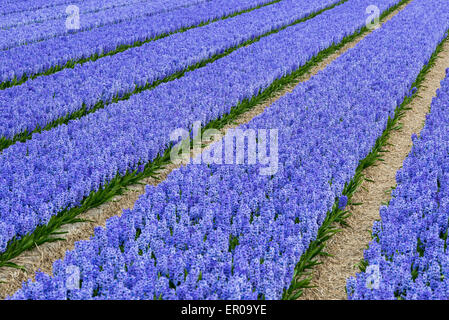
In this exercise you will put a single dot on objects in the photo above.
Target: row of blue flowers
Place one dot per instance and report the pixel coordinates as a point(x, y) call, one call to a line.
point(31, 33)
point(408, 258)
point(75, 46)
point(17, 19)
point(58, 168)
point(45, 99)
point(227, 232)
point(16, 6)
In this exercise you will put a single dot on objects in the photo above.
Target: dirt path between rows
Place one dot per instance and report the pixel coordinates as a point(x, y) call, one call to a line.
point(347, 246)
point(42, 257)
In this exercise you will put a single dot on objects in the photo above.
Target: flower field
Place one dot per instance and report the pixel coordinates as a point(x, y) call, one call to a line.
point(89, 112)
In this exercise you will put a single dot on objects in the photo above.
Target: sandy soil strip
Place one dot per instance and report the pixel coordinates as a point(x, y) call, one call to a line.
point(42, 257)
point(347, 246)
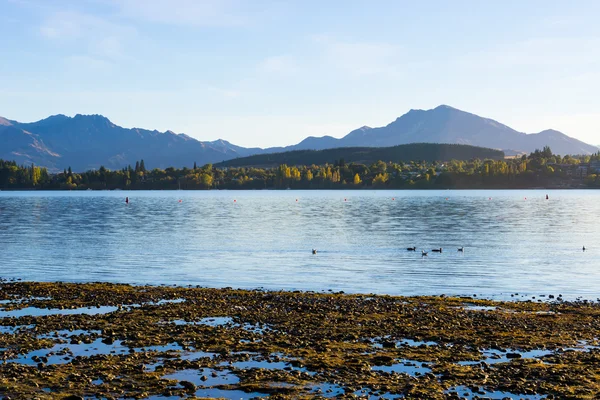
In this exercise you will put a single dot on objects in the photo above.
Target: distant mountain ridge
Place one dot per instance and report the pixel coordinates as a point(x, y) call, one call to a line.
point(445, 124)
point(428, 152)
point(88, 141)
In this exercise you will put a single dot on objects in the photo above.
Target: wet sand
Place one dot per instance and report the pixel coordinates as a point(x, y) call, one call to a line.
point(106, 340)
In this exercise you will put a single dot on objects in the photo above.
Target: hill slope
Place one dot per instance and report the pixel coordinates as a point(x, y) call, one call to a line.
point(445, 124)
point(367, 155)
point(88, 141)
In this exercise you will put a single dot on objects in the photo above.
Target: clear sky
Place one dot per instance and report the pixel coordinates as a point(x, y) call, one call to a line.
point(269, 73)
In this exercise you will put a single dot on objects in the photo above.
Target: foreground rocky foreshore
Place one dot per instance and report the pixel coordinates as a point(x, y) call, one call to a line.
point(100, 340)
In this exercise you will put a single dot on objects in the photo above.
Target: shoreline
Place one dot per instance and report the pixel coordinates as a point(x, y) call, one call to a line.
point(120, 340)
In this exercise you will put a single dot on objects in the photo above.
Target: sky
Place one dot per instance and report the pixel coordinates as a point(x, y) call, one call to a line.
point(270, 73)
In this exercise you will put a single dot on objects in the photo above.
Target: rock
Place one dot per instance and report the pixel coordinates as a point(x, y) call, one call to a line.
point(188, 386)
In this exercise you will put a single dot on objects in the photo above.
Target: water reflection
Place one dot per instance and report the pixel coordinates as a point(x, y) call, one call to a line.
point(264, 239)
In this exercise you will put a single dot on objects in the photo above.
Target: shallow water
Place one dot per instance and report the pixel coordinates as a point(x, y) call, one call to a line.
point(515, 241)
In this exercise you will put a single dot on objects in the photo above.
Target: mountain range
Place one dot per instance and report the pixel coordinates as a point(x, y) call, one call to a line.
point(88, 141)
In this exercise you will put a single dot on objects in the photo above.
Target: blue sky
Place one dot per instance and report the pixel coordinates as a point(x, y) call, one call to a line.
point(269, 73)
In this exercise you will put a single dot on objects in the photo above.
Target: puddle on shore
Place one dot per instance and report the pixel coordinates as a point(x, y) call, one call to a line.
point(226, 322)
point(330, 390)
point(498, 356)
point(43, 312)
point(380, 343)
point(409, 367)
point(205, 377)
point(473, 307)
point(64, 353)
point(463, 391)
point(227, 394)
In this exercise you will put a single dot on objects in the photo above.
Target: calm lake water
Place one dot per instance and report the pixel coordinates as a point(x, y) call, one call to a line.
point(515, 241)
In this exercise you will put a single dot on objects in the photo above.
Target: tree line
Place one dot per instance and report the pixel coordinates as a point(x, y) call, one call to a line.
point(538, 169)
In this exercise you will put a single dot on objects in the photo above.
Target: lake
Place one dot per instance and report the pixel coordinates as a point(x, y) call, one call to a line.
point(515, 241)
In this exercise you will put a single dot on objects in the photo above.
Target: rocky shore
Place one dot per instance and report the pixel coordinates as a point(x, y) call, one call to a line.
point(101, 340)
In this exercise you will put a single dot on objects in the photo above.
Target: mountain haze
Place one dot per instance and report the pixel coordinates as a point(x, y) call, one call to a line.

● ● ● ●

Your objective: Select every line of the items above that contains the word "water", and copy each one out in full. Match case exactly, so a line with the word in different capitals does not count.

Exercise output:
Target: water reflection
Target: shallow water
Target: calm lake water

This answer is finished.